Directive: Rewrite the items as a numbered list, starting at the line that contains "the white trim" and running through the end of the items, with blank lines omitted. Include only those lines.

Material:
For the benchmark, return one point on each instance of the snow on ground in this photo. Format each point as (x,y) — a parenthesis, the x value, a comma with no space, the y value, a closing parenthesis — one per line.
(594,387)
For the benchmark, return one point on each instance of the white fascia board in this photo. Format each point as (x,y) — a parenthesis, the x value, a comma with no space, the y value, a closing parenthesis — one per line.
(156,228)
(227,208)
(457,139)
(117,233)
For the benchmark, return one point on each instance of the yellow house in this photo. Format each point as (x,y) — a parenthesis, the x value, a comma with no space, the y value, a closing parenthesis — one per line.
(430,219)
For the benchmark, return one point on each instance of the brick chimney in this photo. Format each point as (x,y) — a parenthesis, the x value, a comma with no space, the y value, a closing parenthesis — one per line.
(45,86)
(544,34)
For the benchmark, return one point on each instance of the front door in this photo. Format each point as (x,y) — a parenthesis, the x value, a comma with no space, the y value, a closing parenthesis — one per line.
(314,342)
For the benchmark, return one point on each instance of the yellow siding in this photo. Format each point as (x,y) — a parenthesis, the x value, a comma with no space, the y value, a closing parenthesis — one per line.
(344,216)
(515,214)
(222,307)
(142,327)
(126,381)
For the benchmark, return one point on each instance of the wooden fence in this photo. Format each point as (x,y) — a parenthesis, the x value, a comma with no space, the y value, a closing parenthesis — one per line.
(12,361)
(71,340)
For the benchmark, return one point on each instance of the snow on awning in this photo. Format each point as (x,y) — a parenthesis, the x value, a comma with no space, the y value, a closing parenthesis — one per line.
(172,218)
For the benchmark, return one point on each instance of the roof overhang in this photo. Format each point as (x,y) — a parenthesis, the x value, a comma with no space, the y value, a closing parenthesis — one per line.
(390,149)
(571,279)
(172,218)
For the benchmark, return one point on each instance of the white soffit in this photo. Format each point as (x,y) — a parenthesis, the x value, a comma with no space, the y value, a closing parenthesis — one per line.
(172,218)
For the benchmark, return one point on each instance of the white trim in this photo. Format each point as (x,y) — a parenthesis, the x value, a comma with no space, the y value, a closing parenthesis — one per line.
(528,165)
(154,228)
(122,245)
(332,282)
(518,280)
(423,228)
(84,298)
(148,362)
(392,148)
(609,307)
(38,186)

Response:
1. For the benchmark, return one point on each instance of the white trim in this photo. Format each point as (x,y) — a parenthesis, the x value, a comma with no space, the y value, a closing parenthesis — one per line.
2. (528,165)
3. (154,228)
4. (122,245)
5. (332,282)
6. (518,280)
7. (423,228)
8. (84,298)
9. (148,362)
10. (392,148)
11. (609,307)
12. (38,186)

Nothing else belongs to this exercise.